| Extrait du document |
- - - - - - -
Gilles BOULEAU : Et le monde de la
culture, et les jeunes. La Cour des comptes chiffre à 10 milliards d’euros ces
dépenses, elles ne seront payées qu’en 2017-2018, peut-être par vous, peut-être
par votre successeur. 10 milliards d’euros, c’est la Cour des comptes qui le
dit.
LE PRESIDENT : Ce que moi j’aurai
fait c’est que, non seulement j’aurai répondu aux exigences de la période,
j’aurai fait 46 milliards d’économies quand mes prédécesseurs n’en n’avaient
pas fait, et j’aurai fait diminuer le déficit public conformément à
l’engagement que j’ai pris devant nos partenaires européens et devant les
Français.
David PUJADAS : Pas votre
engagement initial, devant les Français, c’était zéro en 2017.
- - - - - - -
| Données affichées |
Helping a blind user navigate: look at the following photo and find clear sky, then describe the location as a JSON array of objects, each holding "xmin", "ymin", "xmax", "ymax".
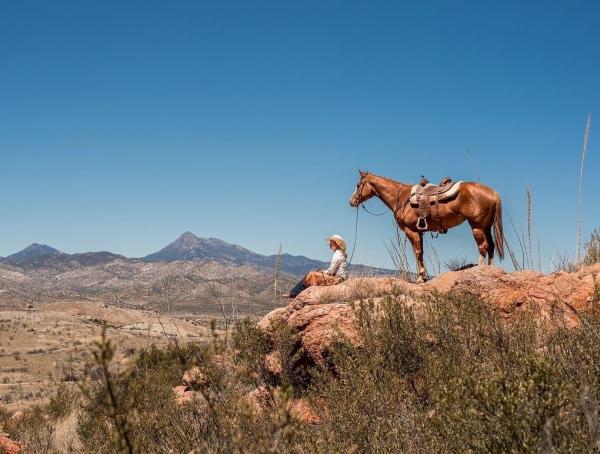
[{"xmin": 0, "ymin": 0, "xmax": 600, "ymax": 272}]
- - - - - - -
| Consigne A |
Pour chacune des affirmations suivantes, répondez par oui ou par non selon qu'elle concorde ou non avec l'extrait du document, en citant à l'identique les mots qui tranchent. (i) D'après Gilles Bouleau, la Cour des comptes évalue ces dépenses à 10 milliards d'euros. (ii) Le président déclare avoir réalisé 46 milliards d'économies. (iii) Selon David Pujadas, l'engagement initial pris devant les Français visait zéro en 2016.
| Consigne B |
Reproduisez mot pour mot le passage de l'extrait du document qui commence à « Gilles BOULEAU : Et » et se termine à « zéro en 2017. ».

| Réponse A |
(i) Oui : « La Cour des comptes chiffre à 10 milliards d’euros ces dépenses ».
(ii) Oui : « j’aurai fait 46 milliards d’économies ».
(iii) Non : « c’était zéro en 2017 ».

| Réponse B |
Gilles BOULEAU : Et le monde de la
culture, et les jeunes. La Cour des comptes chiffre à 10 milliards d’euros ces
dépenses, elles ne seront payées qu’en 2017-2018, peut-être par vous, peut-être
par votre successeur. 10 milliards d’euros, c’est la Cour des comptes qui le
dit.
LE PRESIDENT : Ce que moi j’aurai
fait c’est que, non seulement j’aurai répondu aux exigences de la période,
j’aurai fait 46 milliards d’économies quand mes prédécesseurs n’en n’avaient
pas fait, et j’aurai fait diminuer le déficit public conformément à
l’engagement que j’ai pris devant nos partenaires européens et devant les
Français.
David PUJADAS : Pas votre
engagement initial, devant les Français, c’était zéro en 2017.